▸ Brief 1: List every quotation that the sermon attributes to St. Paul.
▸ Brief 2: Carry the sermon on Holy Cross forward from its final sentence.

09 September 2012

Sermon on Sunday before Holy Cross (Jn 3.14f; Gal. 6)


            A priest once heard a woman sobbing in the stillness of a church. He wondered, “What could be the problem?” Did someone die? Were they ill? Had they lost their job? He went up to console her and asked, “What’s the trouble?”
Her answer stunned him. “Father, I call myself a Christian. But my life is going well. I have no suffering, no sorrows, and no problems worth talking about. I am worried that perhaps I have fallen from Christ.”
            How strange her remark sounds…but how right-on it is! The Christian life is marked by suffering. The Christian life is marked by the cross, and where there is no cross, there there is no Christ. St. Paul told the Hebrews, “If you are left without discipline, in which all have participated, then you are illegitimate children and not sons.”
            Now sometimes the cross comes to us unsought. The person whose marriage falls apart despite their best efforts…the one who hears that horrid word ‘cancer’ from the doctor…the one who becomes isolated at school because he bears the name of Christ…nobody wants these things, no one desires them, but they come nonetheless.
            Joachim and Anna bore the cross of childlessness. When we read their story, and hear how uprightly they lived, and how cruelly they were taunted, it makes us weep. But it was through their suffering, and through their prayers, that God made them ready to become parents of the Theotokos. How else can we explain how willing they were to give her up to life in the Temple at just three years of age? Their suffering bore rich fruit.
            But what about us? What if we have no suffering in our life, to speak of? Well, in such times we can take up the cross of self-discipline. Prayer, fasting and alms are all means by which we say “no” to ourselves and “yes” to God and to others.
            There are those who like to say they follow “the theology of the cross,” and surely the cross is a wonderful theology to follow. But for St. Paul and for all the saints from then till now, the cross is not merely a clever phrase, or way of speaking. For all the saints, the cross is a daily experience of being united to Christ in his sufferings. St. Paul says, “God forbid that I should glory except in the cross of Christ, whereby I was crucified to the world, and the world was crucified to me.” And again, he tells us, “I bear on my body the marks of Jesus.” Where there is no cross, there there is no Christ.
            But why? Why is the cross so necessary for the Christian life? If we are the children of God, then why must we suffer…why must we discipline ourselves?
            In the first place, the suffering of Christ was the means by which he gave his life for us; and if we are to receive that life, suffering is the means by which it enters us. In today’s gospel Jesus tells Nicodemus, “As Moses lifted up the snake in the desert, so must the Son of man be lifted up, so that all who believe in him should have eternal life.”

[Collected data entries]
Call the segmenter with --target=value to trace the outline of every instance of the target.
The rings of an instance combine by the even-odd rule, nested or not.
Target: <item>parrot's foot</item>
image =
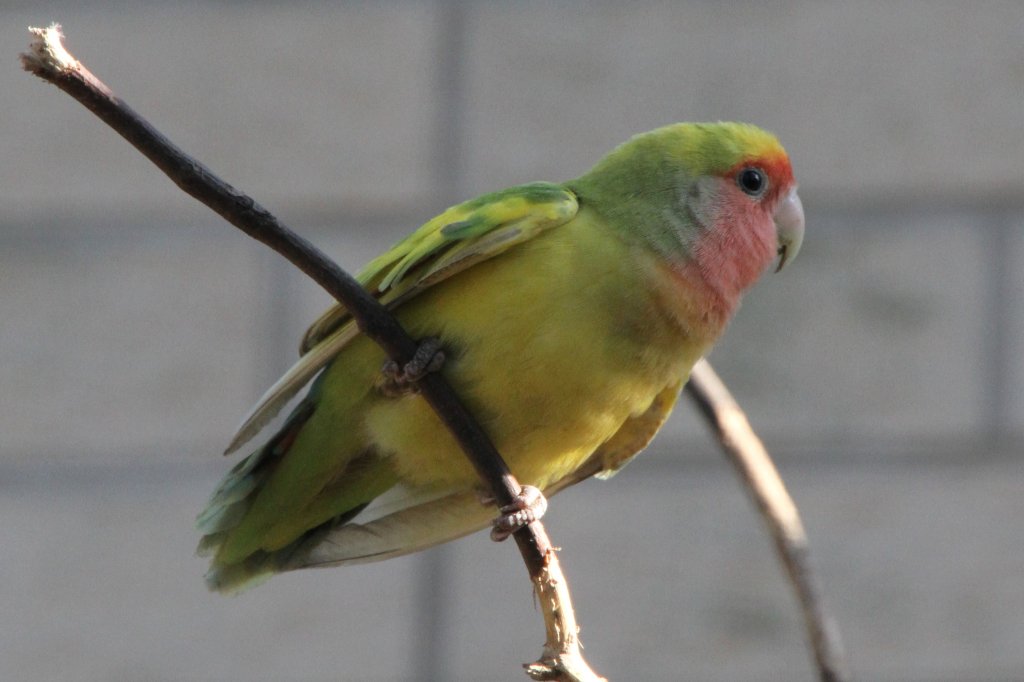
[[[409,393],[419,393],[417,383],[430,372],[437,372],[444,366],[444,351],[440,339],[423,339],[413,354],[413,359],[403,367],[392,359],[381,368],[381,380],[377,388],[387,397],[401,397]]]
[[[508,540],[519,528],[539,521],[544,512],[548,511],[548,499],[539,488],[523,485],[512,504],[505,505],[499,511],[502,515],[494,520],[494,527],[490,529],[490,539],[496,543]]]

▸ Expected output 1:
- "If you are left without discipline, in which all have participated, then you are illegitimate children and not sons."
- "God forbid that I should glory except in the cross of Christ, whereby I was crucified to the world, and the world was crucified to me."
- "I bear on my body the marks of Jesus."

▸ Expected output 2:
            Think of a blood transfusion. The one who donates the blood, gives it through a wound opened in his body with a needle. But the one who receives it, must receive it through a wound opened in his body likewise with a needle. When we embrace suffering, not with complaining but with repentance and faith, we are joined to the one who joined himself to us completely on the cross.
            And suffering accomplishes its work in another way. Soren Kierkegaard tells the story of a swan who flew high above a barnyard. He worked hard to get his food; but the ducks in the barnyard were fed by the farmer. One day his curiosity got the best of him. He landed in the barnyard. To his surprise, the farmer didn’t try to catch him. Instead, he fed the swan.
            Day after day, the swan began to land in the barnyard for his food. He grew fatter and slower. Finally one day the farmer went to grab him…and he had become so fat he was unable to escape.
            Kierkegaard asks us, “What if someone had scared off the swan…had made his time in the barnyard unpleasant.? The swan would never have been caught by the farmer. That’s what the cross does in our life. It reminds us that this life, where so many glory in the wrong things, is fundamentally upside down. All the glory, all the pleasure, all the power of this world ends at the grave.
            But those who have been joined to Christ in his sufferings have something different to look forward to. “The Spirit himself bears witness with our spirit that we are children of God, and if children, then heirs-- heirs of God and fellow heirs with Christ, provided we suffer with him in order that we may also be glorified with him. For I consider that the sufferings of this present time are not worth comparing with the glory that is to be revealed to us.”
            So let us learn to embrace the suffering that comes our way in this life. Let us embrace the disciplines of prayer, and alms, and fasting. Wherever we see Christ suffer, there let us join him, whether it is the poor, the hungry, the sick—wherever he hides himself. For our cross, embraced in repentance and faith, joins us to Christ’s cross, the source of our life. And by the cross the Lord will teach us to look past these present passing pleasures, to the eternal joy at his right hand, of the Father and of the Son and of the Holy Spirit.